### Records from a data source:

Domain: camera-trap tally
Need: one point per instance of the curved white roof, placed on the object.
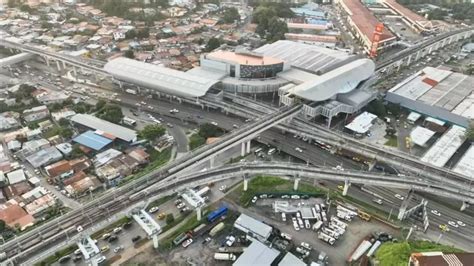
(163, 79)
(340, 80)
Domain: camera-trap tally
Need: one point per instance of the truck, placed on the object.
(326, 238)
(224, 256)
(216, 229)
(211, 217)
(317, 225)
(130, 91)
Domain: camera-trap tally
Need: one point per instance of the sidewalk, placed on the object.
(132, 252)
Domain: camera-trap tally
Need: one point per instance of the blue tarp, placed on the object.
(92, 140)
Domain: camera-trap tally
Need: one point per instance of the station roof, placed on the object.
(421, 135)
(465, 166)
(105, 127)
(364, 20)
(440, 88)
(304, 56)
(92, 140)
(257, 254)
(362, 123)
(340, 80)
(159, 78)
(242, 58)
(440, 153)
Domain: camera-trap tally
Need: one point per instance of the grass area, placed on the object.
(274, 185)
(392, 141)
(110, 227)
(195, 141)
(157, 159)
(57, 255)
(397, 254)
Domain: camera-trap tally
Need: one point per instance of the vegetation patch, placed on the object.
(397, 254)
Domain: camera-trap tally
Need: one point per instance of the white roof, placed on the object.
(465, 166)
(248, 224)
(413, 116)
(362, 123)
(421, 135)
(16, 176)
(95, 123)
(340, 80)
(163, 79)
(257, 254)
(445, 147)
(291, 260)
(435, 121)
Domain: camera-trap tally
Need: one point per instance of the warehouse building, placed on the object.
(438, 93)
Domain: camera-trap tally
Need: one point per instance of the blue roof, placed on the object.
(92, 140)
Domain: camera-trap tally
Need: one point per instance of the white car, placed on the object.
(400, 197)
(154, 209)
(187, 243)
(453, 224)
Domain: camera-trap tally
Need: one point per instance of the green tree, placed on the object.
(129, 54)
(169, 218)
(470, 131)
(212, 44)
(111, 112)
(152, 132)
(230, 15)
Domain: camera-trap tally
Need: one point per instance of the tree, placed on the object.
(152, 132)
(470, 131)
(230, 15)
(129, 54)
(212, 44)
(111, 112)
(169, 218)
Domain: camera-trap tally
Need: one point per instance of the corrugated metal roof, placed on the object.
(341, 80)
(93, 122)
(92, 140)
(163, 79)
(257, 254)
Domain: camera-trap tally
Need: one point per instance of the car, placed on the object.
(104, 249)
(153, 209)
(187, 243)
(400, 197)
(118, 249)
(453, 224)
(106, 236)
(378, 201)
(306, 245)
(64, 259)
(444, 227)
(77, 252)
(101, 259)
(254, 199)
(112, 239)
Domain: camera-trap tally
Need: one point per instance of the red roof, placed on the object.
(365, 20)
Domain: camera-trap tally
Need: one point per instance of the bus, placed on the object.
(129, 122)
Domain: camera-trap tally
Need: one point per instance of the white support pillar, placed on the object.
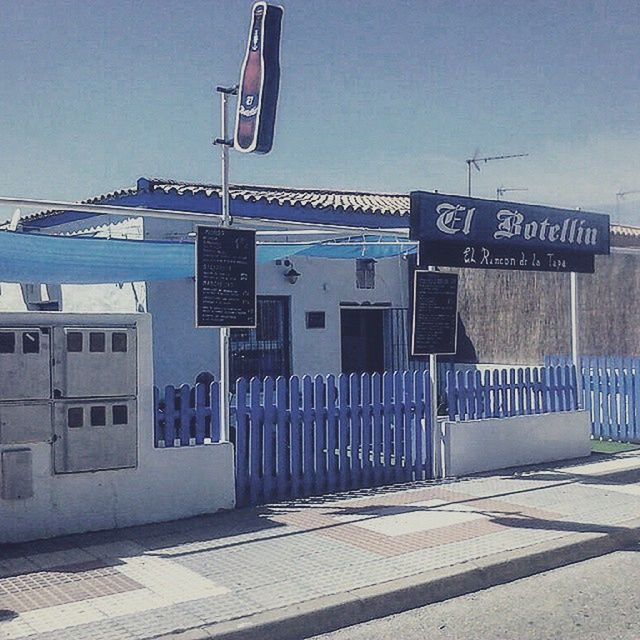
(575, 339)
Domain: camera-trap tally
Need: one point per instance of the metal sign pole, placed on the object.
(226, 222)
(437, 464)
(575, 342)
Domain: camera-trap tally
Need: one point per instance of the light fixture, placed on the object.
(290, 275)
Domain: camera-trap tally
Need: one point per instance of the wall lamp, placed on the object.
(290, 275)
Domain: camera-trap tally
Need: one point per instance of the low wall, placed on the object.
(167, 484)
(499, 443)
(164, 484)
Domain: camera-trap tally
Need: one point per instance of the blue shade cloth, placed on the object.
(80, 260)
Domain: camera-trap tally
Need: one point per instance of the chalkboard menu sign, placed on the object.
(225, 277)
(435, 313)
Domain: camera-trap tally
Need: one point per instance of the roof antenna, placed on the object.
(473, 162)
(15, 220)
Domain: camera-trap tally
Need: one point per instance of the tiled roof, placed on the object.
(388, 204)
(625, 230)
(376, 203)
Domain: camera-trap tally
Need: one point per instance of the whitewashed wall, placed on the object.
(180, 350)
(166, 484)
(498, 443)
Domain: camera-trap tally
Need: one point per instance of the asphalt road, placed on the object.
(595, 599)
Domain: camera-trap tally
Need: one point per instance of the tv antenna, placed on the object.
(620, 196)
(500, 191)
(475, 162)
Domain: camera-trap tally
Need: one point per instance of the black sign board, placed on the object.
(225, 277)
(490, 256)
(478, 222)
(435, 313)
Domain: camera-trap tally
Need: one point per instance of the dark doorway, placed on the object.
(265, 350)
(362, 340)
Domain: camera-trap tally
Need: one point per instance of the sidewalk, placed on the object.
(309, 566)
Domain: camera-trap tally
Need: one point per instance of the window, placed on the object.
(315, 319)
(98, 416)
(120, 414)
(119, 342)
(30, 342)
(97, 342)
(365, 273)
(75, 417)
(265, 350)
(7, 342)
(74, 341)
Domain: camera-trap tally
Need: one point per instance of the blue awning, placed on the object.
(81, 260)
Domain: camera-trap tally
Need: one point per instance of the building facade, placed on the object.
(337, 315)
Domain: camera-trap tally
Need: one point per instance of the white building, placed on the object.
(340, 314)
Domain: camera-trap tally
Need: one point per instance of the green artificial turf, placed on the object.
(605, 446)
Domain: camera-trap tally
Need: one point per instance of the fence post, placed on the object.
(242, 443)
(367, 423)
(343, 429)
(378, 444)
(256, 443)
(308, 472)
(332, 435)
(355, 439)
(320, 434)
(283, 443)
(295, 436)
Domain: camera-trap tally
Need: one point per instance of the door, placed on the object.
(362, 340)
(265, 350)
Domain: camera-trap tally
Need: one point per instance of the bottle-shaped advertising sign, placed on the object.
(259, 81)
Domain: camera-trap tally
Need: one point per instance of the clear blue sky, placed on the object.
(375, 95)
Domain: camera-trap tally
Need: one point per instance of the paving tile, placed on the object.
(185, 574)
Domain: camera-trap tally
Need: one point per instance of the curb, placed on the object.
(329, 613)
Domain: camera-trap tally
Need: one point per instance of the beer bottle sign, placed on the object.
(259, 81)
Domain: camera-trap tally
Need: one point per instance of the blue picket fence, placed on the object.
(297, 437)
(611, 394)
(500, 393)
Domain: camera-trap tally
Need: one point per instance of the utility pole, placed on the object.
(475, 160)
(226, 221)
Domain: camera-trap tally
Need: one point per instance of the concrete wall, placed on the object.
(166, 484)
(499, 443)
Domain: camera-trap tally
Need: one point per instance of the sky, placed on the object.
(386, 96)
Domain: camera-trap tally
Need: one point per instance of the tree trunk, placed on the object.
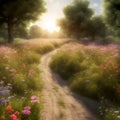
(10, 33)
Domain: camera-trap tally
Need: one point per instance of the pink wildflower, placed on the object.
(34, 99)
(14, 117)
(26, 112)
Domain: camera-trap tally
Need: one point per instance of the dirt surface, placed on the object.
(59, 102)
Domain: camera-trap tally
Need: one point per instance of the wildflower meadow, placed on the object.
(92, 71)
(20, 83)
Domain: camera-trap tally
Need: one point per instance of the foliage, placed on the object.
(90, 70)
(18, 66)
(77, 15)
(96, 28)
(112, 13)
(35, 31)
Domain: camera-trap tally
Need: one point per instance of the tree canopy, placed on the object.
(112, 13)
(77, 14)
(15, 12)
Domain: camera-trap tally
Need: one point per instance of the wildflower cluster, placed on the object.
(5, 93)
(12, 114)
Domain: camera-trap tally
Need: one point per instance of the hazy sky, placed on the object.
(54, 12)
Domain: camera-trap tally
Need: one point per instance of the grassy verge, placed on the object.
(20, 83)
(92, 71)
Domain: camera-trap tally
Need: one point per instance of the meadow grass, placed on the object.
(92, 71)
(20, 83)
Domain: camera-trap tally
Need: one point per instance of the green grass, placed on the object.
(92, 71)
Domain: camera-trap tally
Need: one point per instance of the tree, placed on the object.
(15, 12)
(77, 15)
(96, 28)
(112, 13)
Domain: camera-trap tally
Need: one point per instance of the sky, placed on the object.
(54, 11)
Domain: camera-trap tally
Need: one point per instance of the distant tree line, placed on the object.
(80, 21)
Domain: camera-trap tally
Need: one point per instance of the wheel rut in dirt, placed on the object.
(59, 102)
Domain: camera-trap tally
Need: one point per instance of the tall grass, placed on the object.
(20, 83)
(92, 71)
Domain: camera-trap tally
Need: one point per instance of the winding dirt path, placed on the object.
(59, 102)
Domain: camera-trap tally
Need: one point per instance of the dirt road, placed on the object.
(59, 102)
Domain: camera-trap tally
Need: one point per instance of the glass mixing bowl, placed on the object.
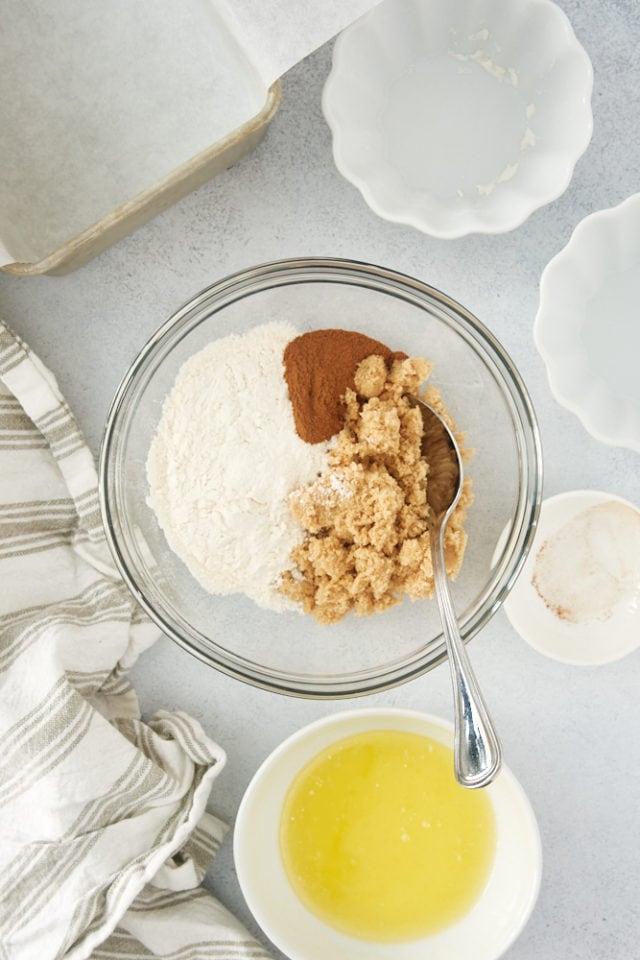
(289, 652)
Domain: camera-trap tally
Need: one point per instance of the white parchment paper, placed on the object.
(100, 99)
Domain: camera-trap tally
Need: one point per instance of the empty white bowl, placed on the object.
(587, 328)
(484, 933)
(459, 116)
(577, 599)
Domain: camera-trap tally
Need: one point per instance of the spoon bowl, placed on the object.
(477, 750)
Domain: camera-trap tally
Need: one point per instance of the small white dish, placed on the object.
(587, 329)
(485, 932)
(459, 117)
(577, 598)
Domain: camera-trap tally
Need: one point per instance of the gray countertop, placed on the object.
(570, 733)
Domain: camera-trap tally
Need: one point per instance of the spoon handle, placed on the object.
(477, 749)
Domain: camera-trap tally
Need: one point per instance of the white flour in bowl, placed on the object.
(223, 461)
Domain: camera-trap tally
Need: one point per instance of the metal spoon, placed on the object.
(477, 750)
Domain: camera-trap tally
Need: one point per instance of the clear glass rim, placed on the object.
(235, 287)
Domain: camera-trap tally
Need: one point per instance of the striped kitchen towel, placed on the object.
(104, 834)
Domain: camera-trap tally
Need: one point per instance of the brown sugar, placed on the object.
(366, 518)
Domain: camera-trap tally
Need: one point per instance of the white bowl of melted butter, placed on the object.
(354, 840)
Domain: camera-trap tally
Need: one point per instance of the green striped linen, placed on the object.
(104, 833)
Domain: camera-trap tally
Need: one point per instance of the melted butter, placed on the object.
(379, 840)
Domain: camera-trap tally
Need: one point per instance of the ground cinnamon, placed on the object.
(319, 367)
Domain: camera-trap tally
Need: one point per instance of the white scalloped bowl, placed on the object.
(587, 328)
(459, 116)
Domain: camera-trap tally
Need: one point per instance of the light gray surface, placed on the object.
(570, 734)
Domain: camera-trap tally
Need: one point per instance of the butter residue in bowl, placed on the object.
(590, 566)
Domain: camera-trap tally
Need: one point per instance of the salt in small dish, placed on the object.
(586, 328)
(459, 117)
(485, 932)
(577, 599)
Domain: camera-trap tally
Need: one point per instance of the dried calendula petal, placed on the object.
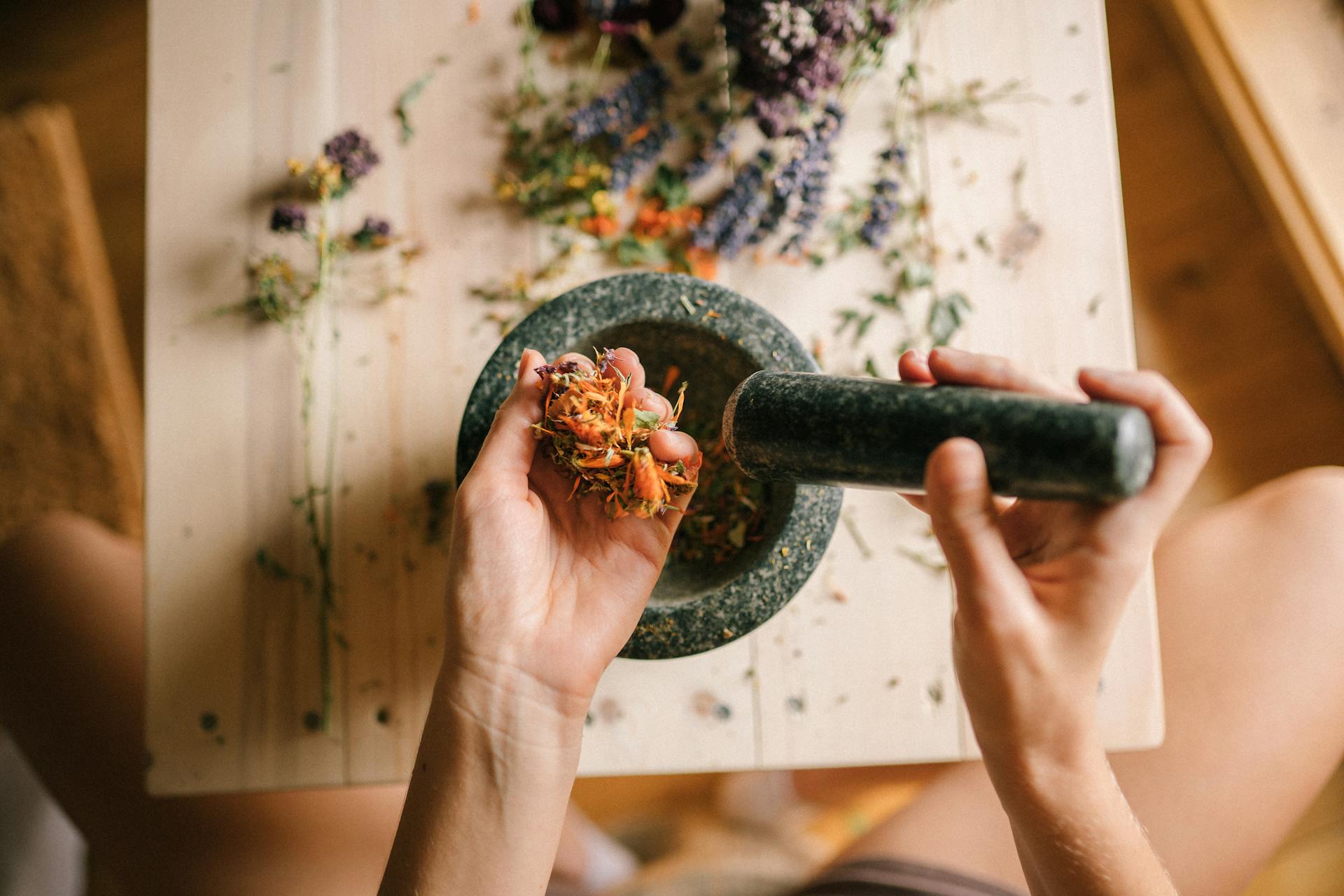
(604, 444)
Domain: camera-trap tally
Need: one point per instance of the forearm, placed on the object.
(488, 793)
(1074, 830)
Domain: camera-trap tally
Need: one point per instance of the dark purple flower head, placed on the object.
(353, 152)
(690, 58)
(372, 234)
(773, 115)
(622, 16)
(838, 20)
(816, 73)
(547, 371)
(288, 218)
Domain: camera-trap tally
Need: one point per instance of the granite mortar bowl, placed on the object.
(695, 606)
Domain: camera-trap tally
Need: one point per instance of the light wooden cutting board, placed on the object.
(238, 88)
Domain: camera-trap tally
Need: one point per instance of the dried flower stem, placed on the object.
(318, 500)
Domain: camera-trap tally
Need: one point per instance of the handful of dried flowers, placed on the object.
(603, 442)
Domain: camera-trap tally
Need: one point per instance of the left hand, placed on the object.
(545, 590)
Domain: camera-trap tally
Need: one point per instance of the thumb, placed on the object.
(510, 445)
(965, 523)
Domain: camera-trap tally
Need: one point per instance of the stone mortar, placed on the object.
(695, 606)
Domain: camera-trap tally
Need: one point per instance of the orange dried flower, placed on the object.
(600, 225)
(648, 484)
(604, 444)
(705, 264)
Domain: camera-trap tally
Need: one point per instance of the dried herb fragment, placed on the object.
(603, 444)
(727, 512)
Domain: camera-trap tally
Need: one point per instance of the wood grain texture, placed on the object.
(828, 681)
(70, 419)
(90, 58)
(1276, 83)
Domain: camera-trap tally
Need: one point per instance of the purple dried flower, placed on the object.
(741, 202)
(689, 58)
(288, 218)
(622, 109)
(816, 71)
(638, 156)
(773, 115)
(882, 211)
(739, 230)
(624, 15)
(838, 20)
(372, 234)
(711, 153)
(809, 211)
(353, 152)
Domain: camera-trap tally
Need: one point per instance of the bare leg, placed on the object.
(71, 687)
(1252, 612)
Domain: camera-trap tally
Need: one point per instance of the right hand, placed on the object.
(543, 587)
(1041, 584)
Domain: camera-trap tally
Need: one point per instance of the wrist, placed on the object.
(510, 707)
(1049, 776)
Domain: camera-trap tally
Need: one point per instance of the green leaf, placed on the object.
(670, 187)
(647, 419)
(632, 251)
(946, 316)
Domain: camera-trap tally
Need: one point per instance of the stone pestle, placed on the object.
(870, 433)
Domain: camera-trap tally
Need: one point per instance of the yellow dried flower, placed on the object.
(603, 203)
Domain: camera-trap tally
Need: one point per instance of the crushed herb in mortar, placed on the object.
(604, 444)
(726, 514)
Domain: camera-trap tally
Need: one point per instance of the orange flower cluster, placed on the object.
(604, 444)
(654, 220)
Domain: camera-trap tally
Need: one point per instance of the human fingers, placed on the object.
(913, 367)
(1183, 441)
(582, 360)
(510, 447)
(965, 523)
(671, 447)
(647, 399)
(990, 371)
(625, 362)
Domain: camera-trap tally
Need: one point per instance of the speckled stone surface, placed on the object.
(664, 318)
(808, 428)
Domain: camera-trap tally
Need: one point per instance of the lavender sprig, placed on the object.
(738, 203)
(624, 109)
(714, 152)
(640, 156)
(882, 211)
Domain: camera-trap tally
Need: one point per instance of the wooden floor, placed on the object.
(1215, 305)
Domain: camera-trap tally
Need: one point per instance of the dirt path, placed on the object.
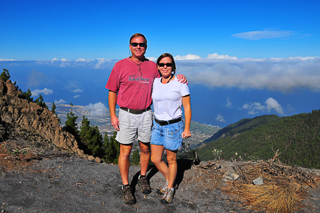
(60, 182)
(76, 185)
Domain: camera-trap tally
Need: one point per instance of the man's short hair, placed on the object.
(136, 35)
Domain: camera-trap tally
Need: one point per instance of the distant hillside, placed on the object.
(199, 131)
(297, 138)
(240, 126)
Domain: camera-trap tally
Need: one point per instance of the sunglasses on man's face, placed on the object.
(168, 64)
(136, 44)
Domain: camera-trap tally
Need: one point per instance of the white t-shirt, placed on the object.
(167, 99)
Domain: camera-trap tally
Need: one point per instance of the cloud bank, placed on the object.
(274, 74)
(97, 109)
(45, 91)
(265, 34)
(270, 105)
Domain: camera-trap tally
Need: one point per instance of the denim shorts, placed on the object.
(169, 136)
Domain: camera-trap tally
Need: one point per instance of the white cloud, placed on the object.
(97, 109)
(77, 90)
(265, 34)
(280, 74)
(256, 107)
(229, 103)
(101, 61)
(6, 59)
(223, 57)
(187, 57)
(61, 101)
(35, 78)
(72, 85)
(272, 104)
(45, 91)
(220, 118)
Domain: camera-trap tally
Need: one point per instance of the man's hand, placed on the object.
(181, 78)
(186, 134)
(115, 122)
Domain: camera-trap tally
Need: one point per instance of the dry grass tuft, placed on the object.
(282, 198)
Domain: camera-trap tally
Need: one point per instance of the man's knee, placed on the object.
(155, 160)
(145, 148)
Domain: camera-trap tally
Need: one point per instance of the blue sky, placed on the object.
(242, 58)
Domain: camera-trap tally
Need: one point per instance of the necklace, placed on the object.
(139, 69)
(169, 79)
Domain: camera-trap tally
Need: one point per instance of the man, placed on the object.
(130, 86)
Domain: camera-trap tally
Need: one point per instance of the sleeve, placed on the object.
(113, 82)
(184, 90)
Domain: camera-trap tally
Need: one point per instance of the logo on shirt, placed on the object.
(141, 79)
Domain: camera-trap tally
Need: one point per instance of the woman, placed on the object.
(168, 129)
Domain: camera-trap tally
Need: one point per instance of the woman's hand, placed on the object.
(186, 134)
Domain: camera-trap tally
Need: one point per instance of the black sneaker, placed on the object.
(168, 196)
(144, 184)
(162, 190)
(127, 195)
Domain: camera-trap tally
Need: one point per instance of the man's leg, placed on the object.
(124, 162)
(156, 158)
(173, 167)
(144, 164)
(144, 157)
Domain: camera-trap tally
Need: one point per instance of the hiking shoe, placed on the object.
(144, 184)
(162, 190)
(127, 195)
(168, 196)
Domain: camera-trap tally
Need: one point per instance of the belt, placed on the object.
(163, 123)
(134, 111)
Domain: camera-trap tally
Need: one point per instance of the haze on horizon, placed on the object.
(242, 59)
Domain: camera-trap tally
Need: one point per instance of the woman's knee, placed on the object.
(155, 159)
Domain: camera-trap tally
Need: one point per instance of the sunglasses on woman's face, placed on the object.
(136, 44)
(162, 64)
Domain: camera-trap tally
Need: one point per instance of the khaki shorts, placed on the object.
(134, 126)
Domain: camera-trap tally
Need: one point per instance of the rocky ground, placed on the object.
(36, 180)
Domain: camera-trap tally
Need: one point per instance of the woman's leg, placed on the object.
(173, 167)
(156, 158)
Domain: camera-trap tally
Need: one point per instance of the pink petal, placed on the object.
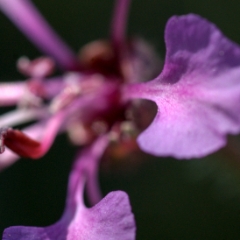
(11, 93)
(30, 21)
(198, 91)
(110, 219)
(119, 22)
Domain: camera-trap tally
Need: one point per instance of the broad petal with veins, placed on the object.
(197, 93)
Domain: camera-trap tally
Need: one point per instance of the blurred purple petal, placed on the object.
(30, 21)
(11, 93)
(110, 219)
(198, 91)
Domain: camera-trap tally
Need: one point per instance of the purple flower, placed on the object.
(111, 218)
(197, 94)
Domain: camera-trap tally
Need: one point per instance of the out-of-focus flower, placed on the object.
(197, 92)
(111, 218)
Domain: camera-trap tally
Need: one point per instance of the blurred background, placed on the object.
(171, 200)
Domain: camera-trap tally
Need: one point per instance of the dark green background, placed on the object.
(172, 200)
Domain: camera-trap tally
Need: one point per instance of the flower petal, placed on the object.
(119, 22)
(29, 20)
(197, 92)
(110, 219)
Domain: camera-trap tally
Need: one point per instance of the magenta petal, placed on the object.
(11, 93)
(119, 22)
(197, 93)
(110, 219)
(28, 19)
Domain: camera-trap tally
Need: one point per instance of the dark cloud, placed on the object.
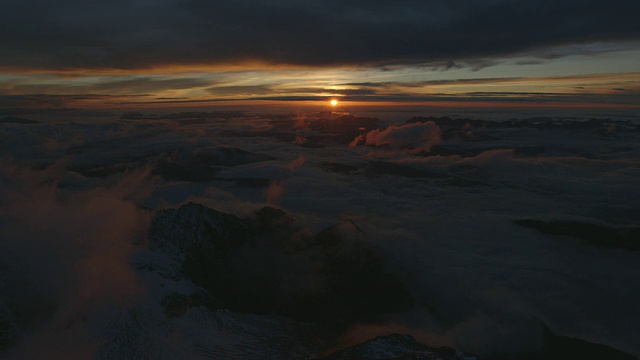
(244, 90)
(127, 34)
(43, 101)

### WHAT TO PRODUCE:
Pull out every line of the records above that contains the string "dried", matching case exactly.

### EXERCISE OUTPUT:
Need: one point per instance of the dried calendula petal, placed on the object.
Need: one point per instance of the dried flower stem, placed on the object.
Need: one point per instance of the handful of dried flowers, placed on the object.
Need: one point per instance of the orange dried flower, placed on the object.
Need: one point per instance of the dried herb fragment, placed on the object.
Need: one point per instance of the purple dried flower, placed on the object.
Need: one point per instance of the yellow dried flower, placed on the object.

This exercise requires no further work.